● **DATA TO EXAMINE**:
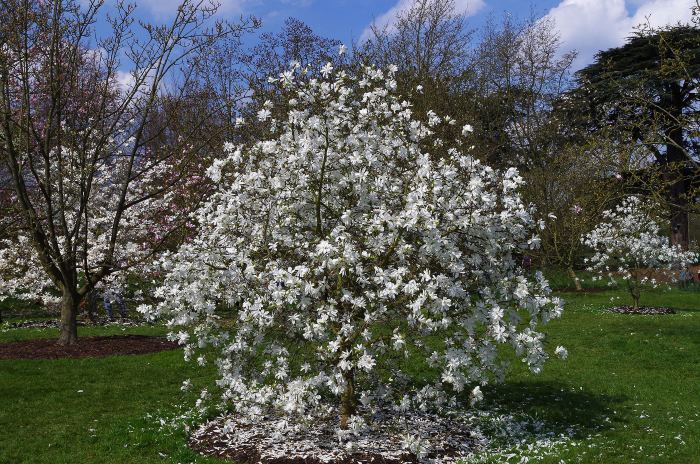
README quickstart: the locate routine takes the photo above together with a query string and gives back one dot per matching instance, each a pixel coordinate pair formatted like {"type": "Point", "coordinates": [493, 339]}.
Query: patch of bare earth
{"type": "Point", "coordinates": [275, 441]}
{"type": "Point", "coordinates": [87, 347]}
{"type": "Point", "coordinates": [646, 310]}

...

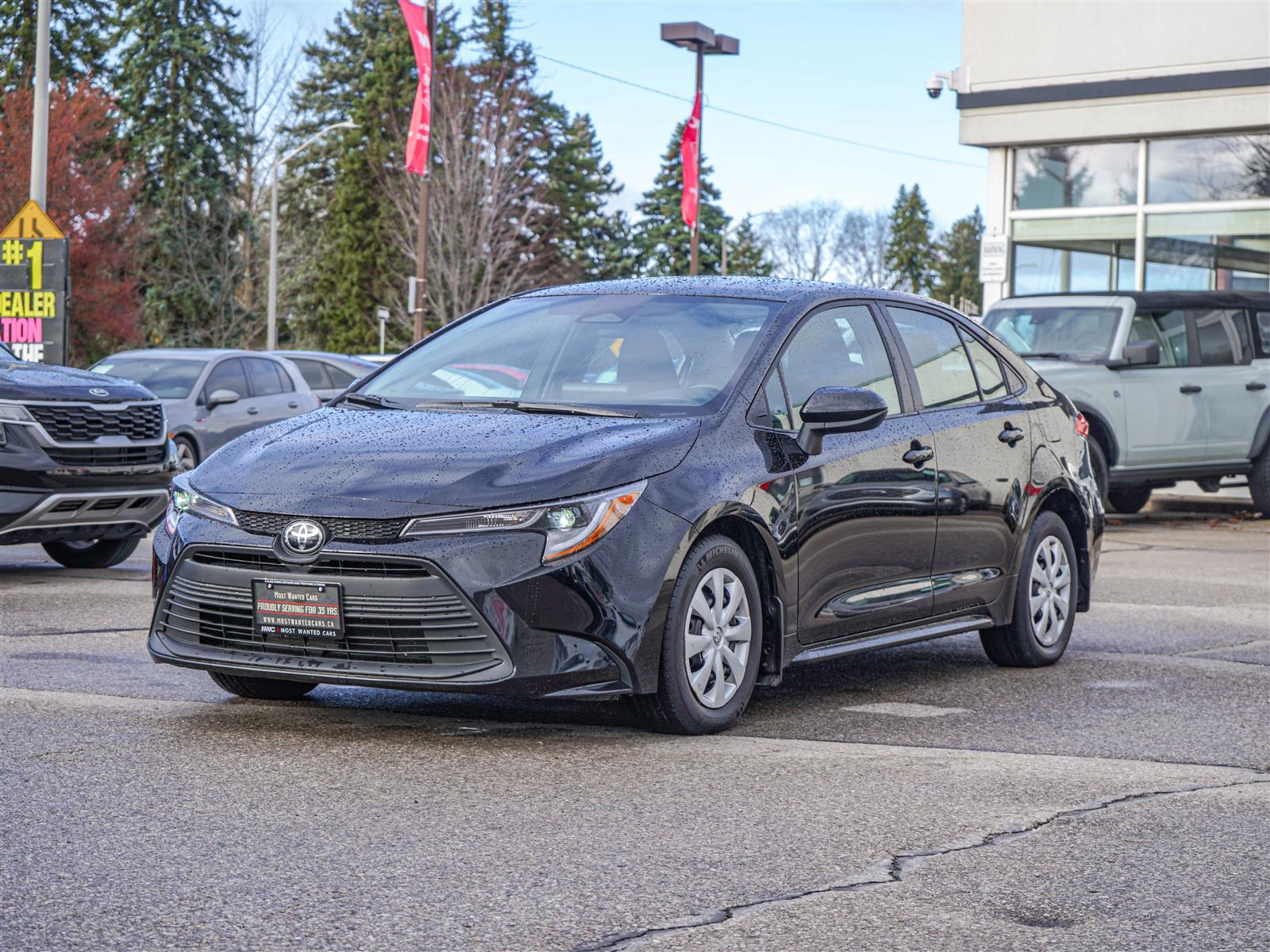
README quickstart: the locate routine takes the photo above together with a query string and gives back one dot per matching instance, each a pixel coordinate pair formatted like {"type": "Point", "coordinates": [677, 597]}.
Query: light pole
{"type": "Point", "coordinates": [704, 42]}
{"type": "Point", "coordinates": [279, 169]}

● **YOUR ASSIGNMENT**: Filter the entries above down to the lines containing the word "together".

● **RESULT OF THE TASK**:
README quickstart: the locate routine takes the photo above together with a query string and gives back one dot per matching instance, each a pixel coordinate pair formatted like {"type": "Point", "coordinates": [493, 339]}.
README quickstart: the locate routine takes the photo above together with a query string and gives back one dot per matching instance, each a pixel coordinate pair formatted like {"type": "Point", "coordinates": [677, 597]}.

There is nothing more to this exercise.